◆ Consigne 1
Recopiez le passage de la critique de la pièce Love, depuis « La pièce démarre » jusqu'à « pour sa survie. » inclus.

◆ Extrait à lire
Love. Texte et mise en scène de Alexander Zeldin.
Comme éventrée par notre curiosité, la salle principale d’un centre d’hébergement provisoire nous ouvre son espace froid et impersonnel. Les murs sont défraîchis, le mobilier usé et rudimentaire et hormis quelques modestes tableaux accrochés, l’atmosphère est peu chaleureuse, inhospitalière. Les lumières, encore tamisées, ne nous empêchent pas de distinguer de chaque côté de la scène, quelques sièges occupés. Ces témoins aux premières loges donnent l’impression d’attendre. Leur présence nous questionne sur leur rôle : sont-ils des comédiens qui simulent une salle d’attente ou des spectateurs, déposés là par une mise en scène cherchant à briser la ligne de démarcation entre public et comédiens ?
La pièce démarre lorsqu’une multitude de néons s’allument au plafond du centre d’hébergement, provoquant comme un léger sursaut à peine perceptible dans le public. Cette lumière blafarde et crue, identique aux éclairages des couloirs d’hôpitaux, des administrations, des parkings, des centres commerciaux, des lieux transitoires qui ne sont pas destinés à être habités, nous force à un réveil brutal, à une sortie de notre confort d’observateur distancié. Elle préfigure un quotidien dur, en lutte pour sa survie.

◆ Enregistrements
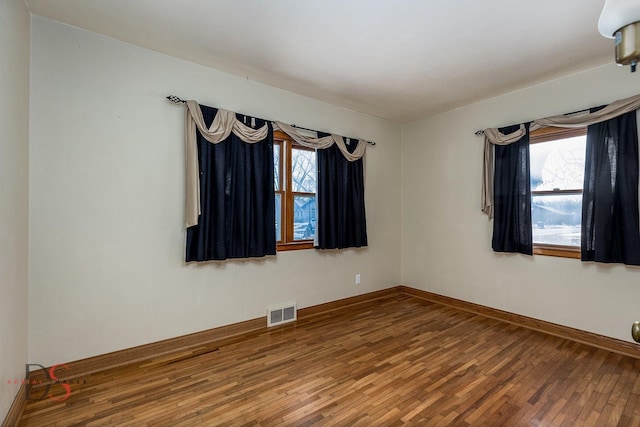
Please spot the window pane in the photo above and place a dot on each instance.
(558, 164)
(303, 172)
(276, 167)
(304, 217)
(278, 217)
(556, 219)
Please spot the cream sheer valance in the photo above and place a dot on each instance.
(492, 136)
(222, 126)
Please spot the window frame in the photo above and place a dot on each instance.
(548, 134)
(287, 195)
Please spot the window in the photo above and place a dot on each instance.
(295, 176)
(557, 176)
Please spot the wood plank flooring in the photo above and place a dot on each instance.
(396, 361)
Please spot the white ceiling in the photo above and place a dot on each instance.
(400, 60)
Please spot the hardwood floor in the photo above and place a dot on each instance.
(398, 361)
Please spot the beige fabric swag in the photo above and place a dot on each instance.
(223, 125)
(492, 136)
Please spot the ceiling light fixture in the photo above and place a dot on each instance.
(620, 20)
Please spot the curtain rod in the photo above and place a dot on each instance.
(177, 100)
(575, 113)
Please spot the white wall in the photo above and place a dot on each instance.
(106, 217)
(14, 199)
(446, 240)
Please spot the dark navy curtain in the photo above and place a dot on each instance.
(341, 213)
(610, 231)
(512, 196)
(236, 196)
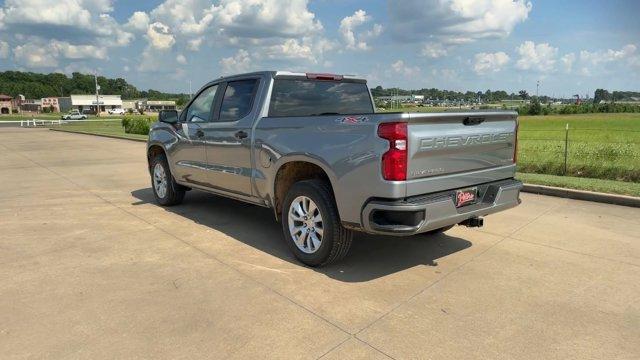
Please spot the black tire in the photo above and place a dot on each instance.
(440, 230)
(336, 240)
(174, 192)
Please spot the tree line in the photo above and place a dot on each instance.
(495, 96)
(36, 86)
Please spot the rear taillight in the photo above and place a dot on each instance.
(515, 144)
(394, 161)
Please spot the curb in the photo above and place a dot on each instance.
(583, 195)
(102, 135)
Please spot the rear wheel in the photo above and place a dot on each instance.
(166, 191)
(311, 224)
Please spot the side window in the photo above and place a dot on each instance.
(237, 101)
(200, 108)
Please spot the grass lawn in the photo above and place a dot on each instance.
(597, 185)
(113, 128)
(605, 146)
(55, 116)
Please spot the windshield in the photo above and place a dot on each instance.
(302, 97)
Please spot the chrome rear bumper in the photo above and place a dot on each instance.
(423, 213)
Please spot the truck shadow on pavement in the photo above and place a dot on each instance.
(370, 257)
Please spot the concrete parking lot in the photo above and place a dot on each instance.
(92, 268)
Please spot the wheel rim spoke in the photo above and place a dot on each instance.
(160, 180)
(305, 224)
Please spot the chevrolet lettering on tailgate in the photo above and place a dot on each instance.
(441, 142)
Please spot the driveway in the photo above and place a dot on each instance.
(91, 268)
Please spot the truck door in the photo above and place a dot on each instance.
(228, 137)
(189, 157)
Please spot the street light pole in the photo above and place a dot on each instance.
(95, 77)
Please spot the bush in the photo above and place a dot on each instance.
(136, 125)
(535, 108)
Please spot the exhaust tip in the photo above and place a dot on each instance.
(473, 222)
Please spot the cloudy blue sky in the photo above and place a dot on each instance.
(569, 46)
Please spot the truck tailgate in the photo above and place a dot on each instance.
(459, 149)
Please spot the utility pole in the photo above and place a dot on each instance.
(95, 77)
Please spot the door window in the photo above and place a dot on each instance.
(238, 98)
(200, 108)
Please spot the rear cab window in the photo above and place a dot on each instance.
(237, 100)
(309, 97)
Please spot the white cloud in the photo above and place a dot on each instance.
(239, 18)
(490, 62)
(455, 21)
(4, 50)
(139, 21)
(76, 52)
(74, 21)
(47, 54)
(239, 63)
(291, 49)
(194, 44)
(537, 57)
(36, 56)
(601, 57)
(401, 68)
(433, 50)
(160, 36)
(348, 26)
(567, 61)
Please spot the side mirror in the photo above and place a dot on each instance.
(168, 116)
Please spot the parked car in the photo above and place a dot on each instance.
(74, 115)
(117, 111)
(311, 147)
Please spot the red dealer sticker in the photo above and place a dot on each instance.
(466, 197)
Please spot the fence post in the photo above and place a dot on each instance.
(566, 148)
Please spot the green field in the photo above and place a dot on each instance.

◆ Consigne 2
Extrayez des enregistrements chaque ligne qui contient la chaîne « window ». Tenez compte de la casse.

◆ Résultat de l'exercice 1
La pièce démarre lorsqu’une multitude de néons s’allument au plafond du centre d’hébergement, provoquant comme un léger sursaut à peine perceptible dans le public. Cette lumière blafarde et crue, identique aux éclairages des couloirs d’hôpitaux, des administrations, des parkings, des centres commerciaux, des lieux transitoires qui ne sont pas destinés à être habités, nous force à un réveil brutal, à une sortie de notre confort d’observateur distancié. Elle préfigure un quotidien dur, en lutte pour sa survie.

◆ Résultat de l'exercice 2
Please spot the window pane in the photo above and place a dot on each instance.
Please spot the window frame in the photo above and place a dot on each instance.
Please spot the window in the photo above and place a dot on each instance.
Please spot the side window in the photo above and place a dot on each instance.
Please spot the door window in the photo above and place a dot on each instance.
Please spot the rear cab window in the photo above and place a dot on each instance.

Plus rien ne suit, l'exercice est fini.